=== Section Start ===

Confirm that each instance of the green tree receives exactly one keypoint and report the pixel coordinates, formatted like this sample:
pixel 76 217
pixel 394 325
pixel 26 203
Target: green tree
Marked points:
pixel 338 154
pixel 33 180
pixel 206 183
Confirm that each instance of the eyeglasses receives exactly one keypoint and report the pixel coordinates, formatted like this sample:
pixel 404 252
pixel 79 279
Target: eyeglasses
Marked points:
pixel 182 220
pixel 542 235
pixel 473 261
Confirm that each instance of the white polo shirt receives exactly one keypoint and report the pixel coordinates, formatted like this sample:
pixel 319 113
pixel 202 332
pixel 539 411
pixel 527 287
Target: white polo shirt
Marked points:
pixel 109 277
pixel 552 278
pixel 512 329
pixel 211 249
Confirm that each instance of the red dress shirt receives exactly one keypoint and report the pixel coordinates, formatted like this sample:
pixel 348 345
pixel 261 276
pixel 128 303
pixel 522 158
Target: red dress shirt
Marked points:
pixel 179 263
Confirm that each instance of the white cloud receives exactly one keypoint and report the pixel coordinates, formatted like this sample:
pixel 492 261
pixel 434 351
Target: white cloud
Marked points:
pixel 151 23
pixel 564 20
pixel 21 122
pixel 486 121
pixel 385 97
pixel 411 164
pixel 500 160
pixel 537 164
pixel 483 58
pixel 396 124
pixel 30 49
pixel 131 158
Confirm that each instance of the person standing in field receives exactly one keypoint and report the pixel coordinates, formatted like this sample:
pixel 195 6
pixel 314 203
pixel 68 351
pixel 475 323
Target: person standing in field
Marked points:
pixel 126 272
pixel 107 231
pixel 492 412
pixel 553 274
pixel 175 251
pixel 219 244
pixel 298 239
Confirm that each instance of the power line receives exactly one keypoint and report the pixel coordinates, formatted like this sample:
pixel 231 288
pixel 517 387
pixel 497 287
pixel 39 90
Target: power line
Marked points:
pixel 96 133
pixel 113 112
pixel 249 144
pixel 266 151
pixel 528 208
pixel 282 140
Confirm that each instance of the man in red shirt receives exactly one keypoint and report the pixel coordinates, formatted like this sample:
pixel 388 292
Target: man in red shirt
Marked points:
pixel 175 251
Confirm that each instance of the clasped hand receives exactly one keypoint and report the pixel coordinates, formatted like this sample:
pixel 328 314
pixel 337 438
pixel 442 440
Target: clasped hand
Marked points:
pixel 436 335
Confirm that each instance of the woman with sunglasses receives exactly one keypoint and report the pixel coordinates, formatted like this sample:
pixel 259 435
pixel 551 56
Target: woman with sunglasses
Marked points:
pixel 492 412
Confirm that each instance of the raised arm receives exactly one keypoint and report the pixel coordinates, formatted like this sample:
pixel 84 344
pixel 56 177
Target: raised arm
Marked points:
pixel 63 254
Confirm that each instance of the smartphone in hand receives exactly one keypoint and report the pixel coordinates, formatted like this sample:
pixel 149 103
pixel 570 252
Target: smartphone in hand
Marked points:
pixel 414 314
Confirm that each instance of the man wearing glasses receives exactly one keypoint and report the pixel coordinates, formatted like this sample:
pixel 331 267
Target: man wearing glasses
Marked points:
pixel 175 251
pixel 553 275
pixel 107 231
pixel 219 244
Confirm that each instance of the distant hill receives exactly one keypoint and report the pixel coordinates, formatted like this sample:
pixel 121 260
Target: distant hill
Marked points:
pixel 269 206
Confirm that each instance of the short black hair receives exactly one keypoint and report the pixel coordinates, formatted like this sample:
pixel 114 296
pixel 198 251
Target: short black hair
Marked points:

=== Section End ===

* [YOUR GOAL] Check each line of the listing above for the string "smartphone". Report only how many have it.

* [SOLUTION TO THIS TASK] 2